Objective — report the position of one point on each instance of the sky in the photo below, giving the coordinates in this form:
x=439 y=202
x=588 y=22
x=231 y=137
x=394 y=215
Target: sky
______________________________
Can you rewrite the lines above as a JSON list of strings, with one string for each line and blank lines left out?

[Full output]:
[
  "Objective — report the position of one point on each instance of the sky in the photo below, giving the coordinates in this form:",
  "x=439 y=202",
  "x=588 y=22",
  "x=231 y=137",
  "x=394 y=215",
  "Target: sky"
]